- Solicitud escrita 1:
Reproduce de nuevo el relato de la travesía en bicicleta desde las palabras "El joven pastor" y detente tras "desde las cimas.", sustituyendo "bicis" por "bicicletas".
- Solicitud escrita 2:
Por favor, retoma el relato de la travesía en bicicleta justo después de su última frase y continúalo.

- Fragmento del texto:
****************

Las ovejas petrificadas y se resistían a avanzar en nuestra dirección, y los jóvenes pastores ostensiblemente contrariados comenzaron a gritar a las ovejas que no reaccionaban. Uno de ellos enojado por la falta de obediencia de los animales, cogió una piedra del tamaño de un melón y la arrojo sobre el grueso del rebaño. Acertó en la cabeza de una preciosa oveja de lana blanca y manchas suaves de color café. Sonó un golpe hueco y cruel. La oveja se desplomó al instante, con los ojos abiertos sacudiendo las patas traseras. Yo miré inmediatamente el rostro de Marleen de cuyos ojos brotaron lágrimas que se resistían a caer.

El joven pastor continuo gritando como si nada hubiera ocurrido, su otro compañero conmocionado como nosotros, trató de incorporar a la oveja, que con los ojos abiertos era incapaz de sostener su peso, pese a los reiterados intentos del zagal. Continuamos pedaleando con la imagen del brutal impacto, que en un instante nos había robado las maravillosas sensaciones acumuladas durante esa mañana en la montana.



Para recorrer los últimos 250 metros hasta el paso, necesitamos más de una hora. El camino se había convertido en una pedrera procedente de los glaciares y torrenteras de agua y el avance solo era posible empujando las bicis, muchas veces entre los dos. En ocasiones nos sorprendía el sonido estremecedor de las piedras cayendo desde las cimas.

****************

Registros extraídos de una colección
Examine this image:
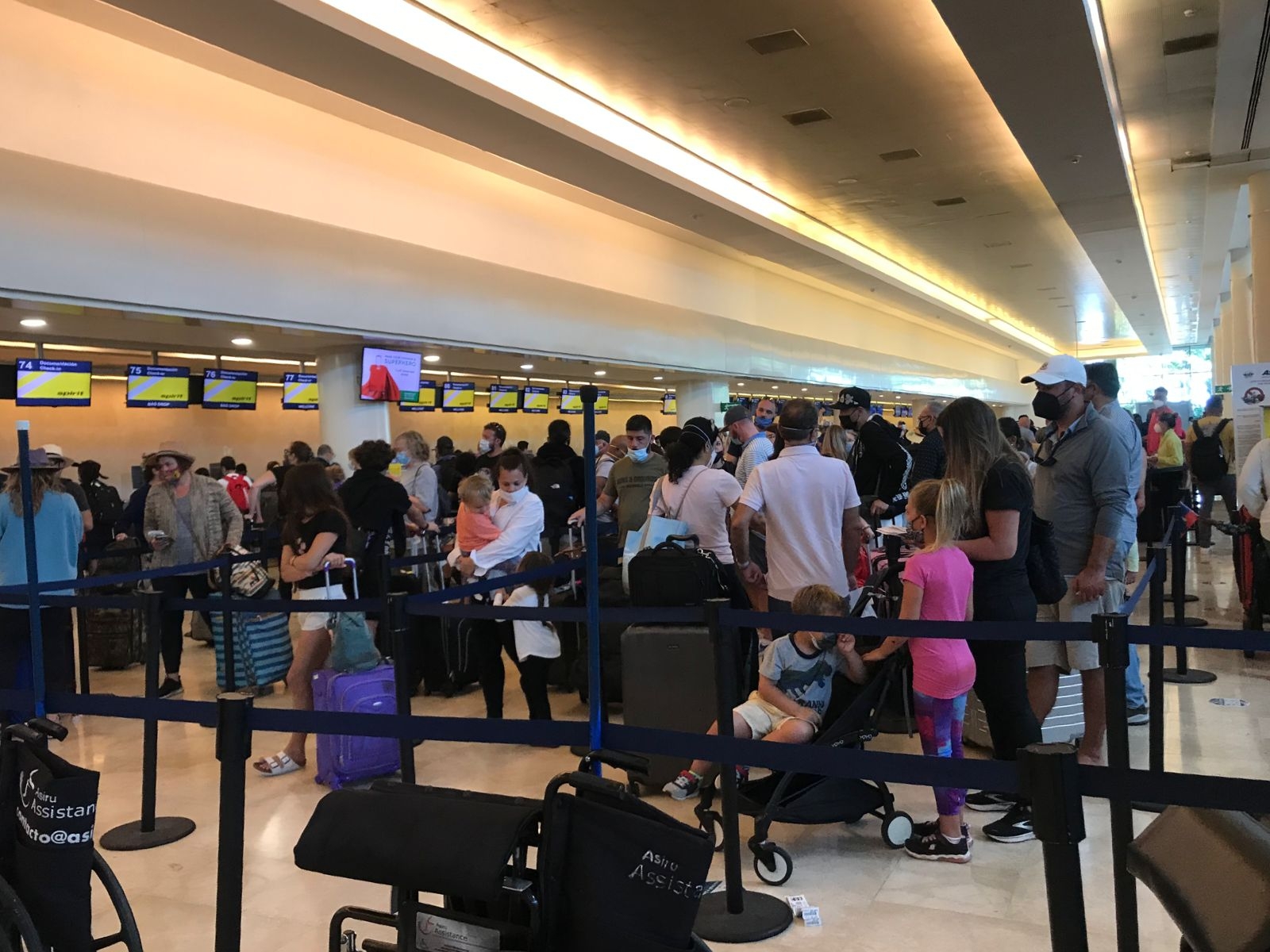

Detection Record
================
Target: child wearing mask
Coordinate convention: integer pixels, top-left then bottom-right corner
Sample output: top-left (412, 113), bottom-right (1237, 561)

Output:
top-left (864, 480), bottom-right (976, 863)
top-left (662, 585), bottom-right (865, 800)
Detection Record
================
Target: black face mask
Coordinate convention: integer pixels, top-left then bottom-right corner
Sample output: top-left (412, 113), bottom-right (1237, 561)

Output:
top-left (1033, 390), bottom-right (1072, 420)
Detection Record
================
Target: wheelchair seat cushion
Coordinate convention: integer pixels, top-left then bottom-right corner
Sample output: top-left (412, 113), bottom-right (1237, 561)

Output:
top-left (294, 782), bottom-right (542, 900)
top-left (1128, 806), bottom-right (1270, 952)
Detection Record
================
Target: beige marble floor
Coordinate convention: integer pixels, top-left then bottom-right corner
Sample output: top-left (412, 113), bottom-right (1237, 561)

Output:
top-left (62, 539), bottom-right (1270, 952)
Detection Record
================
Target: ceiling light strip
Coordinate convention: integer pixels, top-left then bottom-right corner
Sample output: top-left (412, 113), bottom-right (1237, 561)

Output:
top-left (314, 0), bottom-right (1058, 354)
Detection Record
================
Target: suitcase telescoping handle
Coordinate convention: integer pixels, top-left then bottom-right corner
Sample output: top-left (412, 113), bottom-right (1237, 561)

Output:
top-left (321, 557), bottom-right (362, 598)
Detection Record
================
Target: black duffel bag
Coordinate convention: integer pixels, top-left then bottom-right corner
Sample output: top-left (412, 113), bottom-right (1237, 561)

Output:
top-left (1027, 512), bottom-right (1067, 605)
top-left (629, 536), bottom-right (729, 608)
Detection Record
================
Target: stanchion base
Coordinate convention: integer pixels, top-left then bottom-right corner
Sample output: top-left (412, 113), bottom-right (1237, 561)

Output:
top-left (1160, 614), bottom-right (1208, 628)
top-left (692, 890), bottom-right (794, 942)
top-left (98, 816), bottom-right (194, 853)
top-left (1164, 668), bottom-right (1217, 684)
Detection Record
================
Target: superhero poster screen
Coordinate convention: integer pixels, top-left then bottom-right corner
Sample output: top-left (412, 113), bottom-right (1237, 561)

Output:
top-left (362, 347), bottom-right (423, 404)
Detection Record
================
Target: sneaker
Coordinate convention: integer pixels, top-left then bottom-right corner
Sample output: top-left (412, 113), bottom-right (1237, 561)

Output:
top-left (965, 789), bottom-right (1014, 814)
top-left (913, 820), bottom-right (974, 844)
top-left (983, 804), bottom-right (1037, 843)
top-left (662, 770), bottom-right (701, 800)
top-left (904, 833), bottom-right (970, 863)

****************

- Respuesta final 1:
El joven pastor continuo gritando como si nada hubiera ocurrido, su otro compañero conmocionado como nosotros, trató de incorporar a la oveja, que con los ojos abiertos era incapaz de sostener su peso, pese a los reiterados intentos del zagal. Continuamos pedaleando con la imagen del brutal impacto, que en un instante nos había robado las maravillosas sensaciones acumuladas durante esa mañana en la montana.



Para recorrer los últimos 250 metros hasta el paso, necesitamos más de una hora. El camino se había convertido en una pedrera procedente de los glaciares y torrenteras de agua y el avance solo era posible empujando las bicicletas, muchas veces entre los dos. En ocasiones nos sorprendía el sonido estremecedor de las piedras cayendo desde las cimas.

- Respuesta final 2:
Llegamos exhaustos al paso de Tossor, soplaba un gélido viento en contra, pero el sol nos regalo algunos minutos sus cálidos rayos para contemplar el asombroso paisaje montanoso, antes de empezar el descenso al otro lado de la cima. Grandes nubarrones se apropiaron del cielo y amenazaban con descargar sobre nosotros una buena tormenta. Numerosos torrentes de agua y pequenos ríos nos salían al paso, obligandonos en muchas ocasiones a quitarnos los zapatos para vadearlos descalzos empujando nuestras bicis sobre un lecho de piedras y guijarros . Todos vertían sus aguas en al río Jilsuu que discurría junto a nuestro camino. Algunos de estos pequeños afluentes conservaban afortunadamente puentes construidos en la época soviética. Nos preocupaba enormemente llegar a alguno de estos ríos demasiado crecido o que las lluvias nos bloquearan el paso o el regreso.




Tras el paso de Tossor el camino fue perdiendo de altura lentamente, no había yurtas, humanos, ni tampoco animales. La llegada de la noche forzó la acampada entre el camino y el rio Jilsuu. Al otro lado del rio se levantaban dos grandes mazizos de piedra negra, de unos mil metros de altura, cubiertos parcialmente por nieve, que emitía regularmente unos fuertes crujidos. Durante la cena no podíamos ocultar nuestro temor y cierta preocupación de estar a más de 3100 metros de altura, en un lugar tan alejado de la civilización, sin conexión telefónica o internet, sin un pronóstico fiable del tiempo, sin un poblado o gente a muchos km a la redonda...A la vez nos invadía una indescriptible sensación de excitación y placer por lo desconocido.